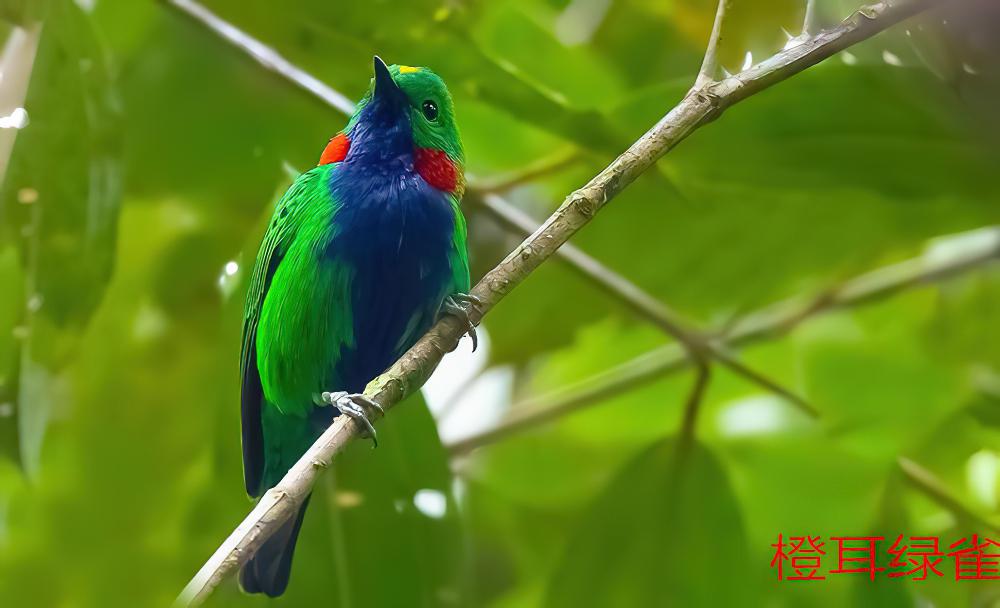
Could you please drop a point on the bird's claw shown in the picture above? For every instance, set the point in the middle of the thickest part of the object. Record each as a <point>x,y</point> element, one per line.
<point>458,304</point>
<point>353,405</point>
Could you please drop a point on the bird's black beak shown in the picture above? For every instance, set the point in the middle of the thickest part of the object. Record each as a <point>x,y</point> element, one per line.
<point>385,87</point>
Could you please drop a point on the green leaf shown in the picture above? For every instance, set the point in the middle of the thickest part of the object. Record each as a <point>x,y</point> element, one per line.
<point>661,534</point>
<point>60,199</point>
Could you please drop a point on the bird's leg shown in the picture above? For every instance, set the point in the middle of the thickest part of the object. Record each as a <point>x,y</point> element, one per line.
<point>458,304</point>
<point>353,405</point>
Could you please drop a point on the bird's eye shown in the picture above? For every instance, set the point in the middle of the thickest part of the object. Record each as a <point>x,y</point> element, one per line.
<point>430,110</point>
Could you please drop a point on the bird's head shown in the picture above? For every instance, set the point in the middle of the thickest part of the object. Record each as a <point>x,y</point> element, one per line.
<point>406,117</point>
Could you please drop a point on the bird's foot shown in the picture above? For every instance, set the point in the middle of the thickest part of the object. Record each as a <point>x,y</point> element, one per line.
<point>353,405</point>
<point>458,304</point>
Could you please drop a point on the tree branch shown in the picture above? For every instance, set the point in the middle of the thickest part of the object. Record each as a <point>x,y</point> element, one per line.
<point>406,376</point>
<point>710,63</point>
<point>968,251</point>
<point>643,304</point>
<point>264,55</point>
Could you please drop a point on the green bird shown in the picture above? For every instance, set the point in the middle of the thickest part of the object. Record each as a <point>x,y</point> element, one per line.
<point>361,256</point>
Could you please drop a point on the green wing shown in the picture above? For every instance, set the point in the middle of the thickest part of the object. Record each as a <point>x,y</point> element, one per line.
<point>281,232</point>
<point>459,256</point>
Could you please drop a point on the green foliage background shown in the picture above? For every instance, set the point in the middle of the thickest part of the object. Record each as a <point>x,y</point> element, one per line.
<point>153,154</point>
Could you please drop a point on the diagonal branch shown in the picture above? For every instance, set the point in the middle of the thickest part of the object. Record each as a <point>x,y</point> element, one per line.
<point>264,55</point>
<point>925,481</point>
<point>698,107</point>
<point>510,216</point>
<point>710,63</point>
<point>643,304</point>
<point>968,251</point>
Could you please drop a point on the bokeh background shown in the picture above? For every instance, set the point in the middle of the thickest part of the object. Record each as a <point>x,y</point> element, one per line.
<point>141,154</point>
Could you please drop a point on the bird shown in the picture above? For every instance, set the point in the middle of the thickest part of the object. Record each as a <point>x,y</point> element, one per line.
<point>363,253</point>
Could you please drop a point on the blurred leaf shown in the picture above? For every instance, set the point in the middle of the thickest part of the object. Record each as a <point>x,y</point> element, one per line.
<point>393,518</point>
<point>22,12</point>
<point>60,199</point>
<point>676,547</point>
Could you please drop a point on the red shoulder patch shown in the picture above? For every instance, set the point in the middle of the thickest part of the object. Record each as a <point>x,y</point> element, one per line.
<point>336,150</point>
<point>437,169</point>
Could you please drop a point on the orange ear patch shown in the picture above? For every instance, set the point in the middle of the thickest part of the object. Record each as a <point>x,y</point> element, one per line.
<point>336,150</point>
<point>437,169</point>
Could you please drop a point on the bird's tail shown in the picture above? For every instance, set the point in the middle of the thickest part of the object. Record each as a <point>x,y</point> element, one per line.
<point>268,570</point>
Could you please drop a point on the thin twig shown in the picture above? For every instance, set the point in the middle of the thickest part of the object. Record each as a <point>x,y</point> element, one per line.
<point>509,215</point>
<point>710,64</point>
<point>642,303</point>
<point>698,107</point>
<point>968,251</point>
<point>929,484</point>
<point>809,20</point>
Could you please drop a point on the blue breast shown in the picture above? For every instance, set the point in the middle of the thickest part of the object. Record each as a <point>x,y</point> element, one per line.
<point>396,232</point>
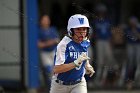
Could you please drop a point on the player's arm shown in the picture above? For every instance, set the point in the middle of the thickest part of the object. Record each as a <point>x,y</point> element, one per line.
<point>66,67</point>
<point>63,68</point>
<point>89,69</point>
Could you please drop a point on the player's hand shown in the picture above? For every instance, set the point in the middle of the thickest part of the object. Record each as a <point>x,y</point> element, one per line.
<point>80,59</point>
<point>90,70</point>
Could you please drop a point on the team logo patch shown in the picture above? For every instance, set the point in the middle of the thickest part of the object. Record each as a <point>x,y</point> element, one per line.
<point>81,20</point>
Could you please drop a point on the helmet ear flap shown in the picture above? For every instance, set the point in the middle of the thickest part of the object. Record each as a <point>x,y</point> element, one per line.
<point>71,32</point>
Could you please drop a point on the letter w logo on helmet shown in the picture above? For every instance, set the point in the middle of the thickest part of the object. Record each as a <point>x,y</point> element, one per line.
<point>81,20</point>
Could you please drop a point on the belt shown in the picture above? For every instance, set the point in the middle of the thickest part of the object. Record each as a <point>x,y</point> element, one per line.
<point>68,83</point>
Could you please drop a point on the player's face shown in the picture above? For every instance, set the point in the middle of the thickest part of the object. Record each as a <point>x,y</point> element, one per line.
<point>80,34</point>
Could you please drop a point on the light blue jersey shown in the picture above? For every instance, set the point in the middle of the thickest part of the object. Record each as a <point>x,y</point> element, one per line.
<point>68,51</point>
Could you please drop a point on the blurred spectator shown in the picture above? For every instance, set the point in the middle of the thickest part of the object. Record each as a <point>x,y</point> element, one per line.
<point>119,52</point>
<point>102,28</point>
<point>48,40</point>
<point>132,34</point>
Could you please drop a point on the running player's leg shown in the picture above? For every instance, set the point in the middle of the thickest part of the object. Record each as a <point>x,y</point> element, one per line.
<point>57,88</point>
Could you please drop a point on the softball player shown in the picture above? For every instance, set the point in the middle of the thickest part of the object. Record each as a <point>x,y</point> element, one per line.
<point>71,60</point>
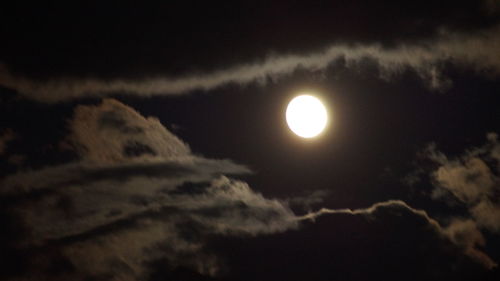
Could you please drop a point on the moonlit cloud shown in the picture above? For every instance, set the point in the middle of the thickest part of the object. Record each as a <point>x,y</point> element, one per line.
<point>463,233</point>
<point>113,212</point>
<point>478,51</point>
<point>472,180</point>
<point>160,204</point>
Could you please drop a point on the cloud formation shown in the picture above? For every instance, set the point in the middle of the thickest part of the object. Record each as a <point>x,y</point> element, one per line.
<point>118,209</point>
<point>478,51</point>
<point>113,211</point>
<point>473,180</point>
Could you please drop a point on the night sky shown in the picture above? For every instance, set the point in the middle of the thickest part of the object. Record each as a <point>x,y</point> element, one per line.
<point>149,141</point>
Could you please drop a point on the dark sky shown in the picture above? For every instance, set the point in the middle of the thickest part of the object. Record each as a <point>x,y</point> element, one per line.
<point>149,142</point>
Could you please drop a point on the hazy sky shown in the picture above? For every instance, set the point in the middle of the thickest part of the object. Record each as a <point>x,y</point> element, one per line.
<point>149,142</point>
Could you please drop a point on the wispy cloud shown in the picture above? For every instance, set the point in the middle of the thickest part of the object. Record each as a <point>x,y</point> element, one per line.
<point>478,51</point>
<point>462,233</point>
<point>472,179</point>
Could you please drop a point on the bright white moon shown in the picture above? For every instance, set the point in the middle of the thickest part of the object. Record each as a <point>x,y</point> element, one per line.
<point>306,116</point>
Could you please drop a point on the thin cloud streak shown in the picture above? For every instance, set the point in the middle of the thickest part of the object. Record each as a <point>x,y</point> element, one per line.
<point>478,51</point>
<point>462,233</point>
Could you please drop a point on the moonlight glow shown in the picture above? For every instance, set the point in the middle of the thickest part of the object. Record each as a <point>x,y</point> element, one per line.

# # #

Could you repeat, word for word, the part of the data above that opens with the line containing "Could you please drop a point on the green bird" and closes with the line containing "<point>361,256</point>", including both of those lines?

**RESPONSE TO THE EXERCISE:**
Could you please drop a point on the green bird shown in the picture above? For every instance, set the point in the middle of the thickest part of the object. Record each as a <point>x,y</point> element, one per line.
<point>361,256</point>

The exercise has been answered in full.